◆ PROBLEM REQUIREMENTS
From the line that contains "find the black" down to the last line of the data below, transcribe every line exactly.
── DATA UNDER STUDY ──
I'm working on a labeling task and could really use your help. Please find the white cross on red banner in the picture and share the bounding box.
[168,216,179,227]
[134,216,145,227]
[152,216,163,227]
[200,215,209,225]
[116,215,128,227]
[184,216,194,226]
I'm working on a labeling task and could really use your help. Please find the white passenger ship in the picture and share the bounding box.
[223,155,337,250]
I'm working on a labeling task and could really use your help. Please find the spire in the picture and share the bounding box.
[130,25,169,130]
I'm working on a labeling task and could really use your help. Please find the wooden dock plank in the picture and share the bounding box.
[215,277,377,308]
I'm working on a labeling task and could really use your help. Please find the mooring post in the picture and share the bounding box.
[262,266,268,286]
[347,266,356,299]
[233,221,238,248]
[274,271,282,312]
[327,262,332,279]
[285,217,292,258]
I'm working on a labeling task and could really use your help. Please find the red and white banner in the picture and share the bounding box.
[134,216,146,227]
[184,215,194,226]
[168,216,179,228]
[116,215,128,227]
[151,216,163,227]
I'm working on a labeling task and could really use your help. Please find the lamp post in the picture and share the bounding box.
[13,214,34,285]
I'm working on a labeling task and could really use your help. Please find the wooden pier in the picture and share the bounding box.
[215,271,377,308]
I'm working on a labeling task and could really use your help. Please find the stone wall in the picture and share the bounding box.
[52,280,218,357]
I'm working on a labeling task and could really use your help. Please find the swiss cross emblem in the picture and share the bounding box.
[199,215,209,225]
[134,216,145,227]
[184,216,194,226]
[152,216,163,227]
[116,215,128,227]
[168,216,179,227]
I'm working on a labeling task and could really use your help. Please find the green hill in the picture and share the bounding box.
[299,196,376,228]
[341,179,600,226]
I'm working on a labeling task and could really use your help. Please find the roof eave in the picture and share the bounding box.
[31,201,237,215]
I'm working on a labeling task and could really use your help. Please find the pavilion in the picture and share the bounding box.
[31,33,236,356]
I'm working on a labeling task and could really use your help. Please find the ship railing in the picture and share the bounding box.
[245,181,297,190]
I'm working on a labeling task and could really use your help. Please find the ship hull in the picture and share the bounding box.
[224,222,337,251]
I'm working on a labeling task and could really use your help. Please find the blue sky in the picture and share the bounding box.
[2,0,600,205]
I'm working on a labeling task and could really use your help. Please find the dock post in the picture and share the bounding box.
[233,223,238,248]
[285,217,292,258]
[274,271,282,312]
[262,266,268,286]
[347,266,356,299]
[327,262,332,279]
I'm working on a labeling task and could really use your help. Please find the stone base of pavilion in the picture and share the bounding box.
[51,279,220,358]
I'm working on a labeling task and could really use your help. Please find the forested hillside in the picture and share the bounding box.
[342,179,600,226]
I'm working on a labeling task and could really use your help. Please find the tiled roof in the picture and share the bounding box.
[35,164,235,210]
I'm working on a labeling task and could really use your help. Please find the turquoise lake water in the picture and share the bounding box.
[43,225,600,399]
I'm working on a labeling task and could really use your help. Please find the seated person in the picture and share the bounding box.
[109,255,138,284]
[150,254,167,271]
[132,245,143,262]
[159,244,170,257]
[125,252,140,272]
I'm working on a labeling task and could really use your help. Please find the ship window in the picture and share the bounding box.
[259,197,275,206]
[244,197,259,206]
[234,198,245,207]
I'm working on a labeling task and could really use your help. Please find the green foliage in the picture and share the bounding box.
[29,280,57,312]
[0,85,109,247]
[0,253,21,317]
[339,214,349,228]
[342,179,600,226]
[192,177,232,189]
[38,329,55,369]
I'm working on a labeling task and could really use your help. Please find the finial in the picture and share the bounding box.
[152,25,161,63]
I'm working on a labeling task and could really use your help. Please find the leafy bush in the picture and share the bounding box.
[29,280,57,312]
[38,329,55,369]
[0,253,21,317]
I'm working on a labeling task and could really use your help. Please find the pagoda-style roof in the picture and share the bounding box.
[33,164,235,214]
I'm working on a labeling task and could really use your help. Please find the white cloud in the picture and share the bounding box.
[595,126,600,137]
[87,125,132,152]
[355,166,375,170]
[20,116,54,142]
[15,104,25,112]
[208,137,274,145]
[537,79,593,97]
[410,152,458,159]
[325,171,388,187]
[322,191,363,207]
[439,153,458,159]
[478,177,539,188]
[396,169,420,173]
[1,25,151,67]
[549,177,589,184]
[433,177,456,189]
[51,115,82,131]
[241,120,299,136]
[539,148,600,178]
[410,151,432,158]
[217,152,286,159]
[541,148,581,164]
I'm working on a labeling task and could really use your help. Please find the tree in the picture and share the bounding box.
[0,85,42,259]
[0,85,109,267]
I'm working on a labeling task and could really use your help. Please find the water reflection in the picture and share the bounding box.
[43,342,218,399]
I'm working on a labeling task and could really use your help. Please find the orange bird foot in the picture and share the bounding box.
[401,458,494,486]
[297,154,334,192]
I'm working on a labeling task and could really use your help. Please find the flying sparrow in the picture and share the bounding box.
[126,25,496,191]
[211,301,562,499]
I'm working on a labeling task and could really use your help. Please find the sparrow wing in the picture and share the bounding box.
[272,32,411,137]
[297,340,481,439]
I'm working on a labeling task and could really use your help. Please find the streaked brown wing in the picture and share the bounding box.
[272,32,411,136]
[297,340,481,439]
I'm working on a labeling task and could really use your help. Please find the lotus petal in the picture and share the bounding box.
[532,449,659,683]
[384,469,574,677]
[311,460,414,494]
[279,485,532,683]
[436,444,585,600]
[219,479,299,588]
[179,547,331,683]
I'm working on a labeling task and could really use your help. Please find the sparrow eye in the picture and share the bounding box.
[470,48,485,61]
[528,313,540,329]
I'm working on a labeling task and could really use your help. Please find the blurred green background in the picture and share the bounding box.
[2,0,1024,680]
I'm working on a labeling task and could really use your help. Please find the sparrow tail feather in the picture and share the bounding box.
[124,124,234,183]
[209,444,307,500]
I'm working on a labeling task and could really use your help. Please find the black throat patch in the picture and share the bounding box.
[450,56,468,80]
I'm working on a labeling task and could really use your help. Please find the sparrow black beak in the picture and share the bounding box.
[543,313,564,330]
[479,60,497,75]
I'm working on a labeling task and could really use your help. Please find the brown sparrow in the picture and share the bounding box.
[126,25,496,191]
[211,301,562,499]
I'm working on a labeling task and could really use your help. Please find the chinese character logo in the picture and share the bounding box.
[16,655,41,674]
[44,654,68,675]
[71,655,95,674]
───
◆ EXPECTED OUTPUT
I'm working on a labeling task and could really use your help. Please find the black throat patch in the picture and share the bounding box.
[450,56,468,80]
I'm working on a labeling task and could really use your help. Please find the sparrow black beak in the picture and share the bounding box.
[543,313,564,330]
[479,60,497,75]
I'm working on a labeling task and could really use your help. Please find the brown sparrow in the picture and share the bounding box.
[126,25,496,191]
[211,301,562,499]
I'm working on a labeling task and could really use your help. Please find the chinese character logo in the picture and share the bounding box.
[16,655,41,674]
[44,654,68,675]
[71,655,95,674]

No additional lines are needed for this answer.